◆ What is expected
How many lines in the entries below contain the string "wheel"? Reply with the number alone.

== Information supplied

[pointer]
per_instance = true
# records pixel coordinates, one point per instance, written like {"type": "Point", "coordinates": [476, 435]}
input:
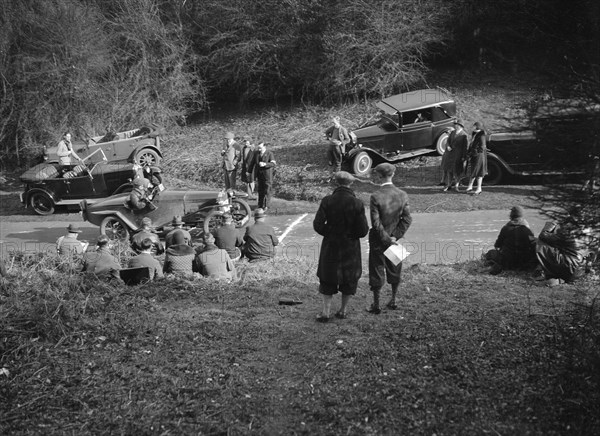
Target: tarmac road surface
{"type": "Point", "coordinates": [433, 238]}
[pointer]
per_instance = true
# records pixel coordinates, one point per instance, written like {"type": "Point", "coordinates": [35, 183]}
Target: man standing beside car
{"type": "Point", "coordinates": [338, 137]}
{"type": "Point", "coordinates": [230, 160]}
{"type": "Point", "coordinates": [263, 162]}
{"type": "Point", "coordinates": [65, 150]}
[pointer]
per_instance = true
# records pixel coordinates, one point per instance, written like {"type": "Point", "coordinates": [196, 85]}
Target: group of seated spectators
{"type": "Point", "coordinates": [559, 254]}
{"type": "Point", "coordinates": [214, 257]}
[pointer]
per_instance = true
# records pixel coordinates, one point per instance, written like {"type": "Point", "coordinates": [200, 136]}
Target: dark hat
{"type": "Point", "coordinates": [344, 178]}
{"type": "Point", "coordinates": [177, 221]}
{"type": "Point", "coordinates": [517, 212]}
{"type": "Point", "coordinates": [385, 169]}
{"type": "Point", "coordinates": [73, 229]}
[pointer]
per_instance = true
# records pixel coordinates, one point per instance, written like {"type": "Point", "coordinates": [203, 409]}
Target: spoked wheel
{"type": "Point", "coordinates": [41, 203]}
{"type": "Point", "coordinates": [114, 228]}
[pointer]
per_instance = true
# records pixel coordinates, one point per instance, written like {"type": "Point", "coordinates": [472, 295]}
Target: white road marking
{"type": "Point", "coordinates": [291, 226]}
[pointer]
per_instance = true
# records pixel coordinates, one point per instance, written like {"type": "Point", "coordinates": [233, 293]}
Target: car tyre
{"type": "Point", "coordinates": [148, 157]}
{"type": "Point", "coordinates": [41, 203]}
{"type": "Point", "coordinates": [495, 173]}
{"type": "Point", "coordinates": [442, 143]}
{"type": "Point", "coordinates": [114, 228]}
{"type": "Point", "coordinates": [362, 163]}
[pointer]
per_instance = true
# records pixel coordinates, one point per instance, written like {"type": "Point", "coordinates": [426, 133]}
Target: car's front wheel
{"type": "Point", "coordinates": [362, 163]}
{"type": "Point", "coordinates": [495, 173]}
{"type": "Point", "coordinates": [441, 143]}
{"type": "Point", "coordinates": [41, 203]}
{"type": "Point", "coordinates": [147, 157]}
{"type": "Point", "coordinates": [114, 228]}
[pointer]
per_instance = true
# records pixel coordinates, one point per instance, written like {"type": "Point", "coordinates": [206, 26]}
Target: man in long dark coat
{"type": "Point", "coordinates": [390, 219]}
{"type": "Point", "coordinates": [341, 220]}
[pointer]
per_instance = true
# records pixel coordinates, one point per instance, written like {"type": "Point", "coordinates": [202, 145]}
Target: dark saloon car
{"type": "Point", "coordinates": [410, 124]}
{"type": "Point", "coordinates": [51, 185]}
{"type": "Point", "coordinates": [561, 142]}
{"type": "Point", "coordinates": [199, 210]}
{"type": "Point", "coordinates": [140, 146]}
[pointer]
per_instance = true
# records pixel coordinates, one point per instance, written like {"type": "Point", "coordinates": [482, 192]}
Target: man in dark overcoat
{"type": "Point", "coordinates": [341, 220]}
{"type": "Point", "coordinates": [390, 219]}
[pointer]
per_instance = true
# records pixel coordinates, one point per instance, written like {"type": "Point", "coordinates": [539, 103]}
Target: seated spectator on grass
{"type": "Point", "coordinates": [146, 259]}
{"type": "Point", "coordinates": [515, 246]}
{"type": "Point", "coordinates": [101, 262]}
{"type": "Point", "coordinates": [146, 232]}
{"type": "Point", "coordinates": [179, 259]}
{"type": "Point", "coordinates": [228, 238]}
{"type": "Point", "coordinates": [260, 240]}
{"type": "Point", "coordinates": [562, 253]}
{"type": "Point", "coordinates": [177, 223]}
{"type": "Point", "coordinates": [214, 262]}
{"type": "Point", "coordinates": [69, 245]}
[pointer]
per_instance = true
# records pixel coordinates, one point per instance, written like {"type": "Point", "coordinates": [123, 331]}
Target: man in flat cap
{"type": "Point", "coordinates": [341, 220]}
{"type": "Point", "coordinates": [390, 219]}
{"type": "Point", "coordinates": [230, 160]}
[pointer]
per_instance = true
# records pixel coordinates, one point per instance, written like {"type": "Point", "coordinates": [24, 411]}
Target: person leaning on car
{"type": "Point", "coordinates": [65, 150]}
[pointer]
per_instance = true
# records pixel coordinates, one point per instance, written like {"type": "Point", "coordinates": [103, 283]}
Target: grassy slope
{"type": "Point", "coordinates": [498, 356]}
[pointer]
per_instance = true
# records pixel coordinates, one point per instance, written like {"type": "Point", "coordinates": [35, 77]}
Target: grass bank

====

◆ Solution to this task
2